Turn the items below into a JSON list of strings with one string per line, skipping any blank lines. Leave the pictures out of the list.

---------------

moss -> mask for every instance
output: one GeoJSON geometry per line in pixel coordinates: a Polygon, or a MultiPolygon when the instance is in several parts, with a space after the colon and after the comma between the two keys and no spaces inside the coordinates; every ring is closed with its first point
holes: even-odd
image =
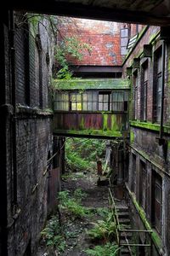
{"type": "Polygon", "coordinates": [[[54,79],[56,90],[107,90],[107,89],[130,89],[129,79],[76,79],[71,80],[54,79]]]}
{"type": "Polygon", "coordinates": [[[54,134],[75,134],[81,136],[99,136],[99,137],[122,137],[122,134],[118,131],[102,131],[102,130],[54,130],[54,134]]]}
{"type": "Polygon", "coordinates": [[[80,129],[83,130],[84,129],[84,118],[81,118],[81,122],[80,122],[80,129]]]}
{"type": "Polygon", "coordinates": [[[108,124],[107,124],[107,119],[108,119],[108,114],[103,113],[103,131],[107,131],[108,130],[108,124]]]}
{"type": "Polygon", "coordinates": [[[116,114],[111,115],[111,130],[112,131],[118,130],[117,124],[116,124],[116,114]]]}
{"type": "Polygon", "coordinates": [[[159,235],[151,229],[151,226],[150,226],[150,223],[146,219],[146,216],[145,216],[145,212],[144,212],[144,209],[139,207],[139,205],[138,201],[136,201],[133,194],[129,189],[128,189],[128,192],[131,195],[131,198],[132,198],[133,202],[133,204],[136,207],[136,210],[138,211],[138,212],[139,212],[139,216],[142,219],[142,222],[144,223],[146,230],[152,230],[151,238],[152,238],[153,242],[155,243],[156,247],[162,248],[162,239],[160,238],[159,235]]]}
{"type": "MultiPolygon", "coordinates": [[[[131,126],[144,128],[150,131],[160,131],[160,125],[159,124],[152,124],[150,122],[140,122],[140,121],[130,121],[131,126]]],[[[170,126],[163,126],[163,131],[166,133],[170,133],[170,126]]]]}
{"type": "Polygon", "coordinates": [[[132,130],[130,131],[130,142],[131,143],[134,142],[134,132],[132,130]]]}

---------------

### Answer to this problem
[
  "moss -> mask for every instance",
  "output: one GeoJSON geometry per line in pixel coordinates: a Polygon, or a MultiPolygon when the instance is in several parts, with a space after the colon and after the comma between the two keys and no spaces inside the coordinates; every ring is closed with its first point",
  "holes: even-odd",
  "image =",
  "{\"type\": \"Polygon\", \"coordinates\": [[[54,79],[56,90],[107,90],[107,89],[130,89],[129,79],[76,79],[71,80],[54,79]]]}",
  "{\"type\": \"Polygon\", \"coordinates\": [[[54,134],[75,134],[81,136],[99,136],[99,137],[122,137],[122,134],[118,131],[102,131],[102,130],[54,130],[54,134]]]}",
  "{\"type\": \"Polygon\", \"coordinates\": [[[80,129],[83,130],[84,129],[84,118],[81,118],[81,122],[80,122],[80,129]]]}",
  "{\"type\": \"Polygon\", \"coordinates\": [[[108,124],[107,124],[107,119],[108,119],[108,114],[103,113],[103,131],[107,131],[108,130],[108,124]]]}",
  "{\"type\": \"Polygon\", \"coordinates\": [[[116,114],[111,115],[111,130],[112,131],[118,130],[117,124],[116,124],[116,114]]]}",
  "{\"type\": \"Polygon\", \"coordinates\": [[[159,235],[151,229],[151,226],[150,226],[150,223],[146,219],[146,216],[145,216],[145,212],[144,212],[144,209],[139,207],[139,205],[138,201],[136,201],[133,194],[129,189],[128,189],[128,192],[131,195],[131,198],[132,198],[133,202],[133,204],[136,207],[136,210],[138,211],[138,212],[139,212],[139,216],[142,219],[142,222],[144,223],[146,230],[152,230],[151,238],[152,238],[153,242],[155,243],[156,247],[162,248],[162,239],[160,238],[159,235]]]}",
  "{\"type\": \"MultiPolygon\", \"coordinates\": [[[[131,126],[144,128],[150,131],[160,131],[160,125],[159,124],[152,124],[150,122],[140,122],[140,121],[130,121],[131,126]]],[[[170,126],[163,126],[163,131],[166,133],[170,133],[170,126]]]]}",
  "{\"type\": \"Polygon\", \"coordinates\": [[[132,130],[130,131],[130,142],[131,143],[134,142],[134,132],[132,130]]]}"
]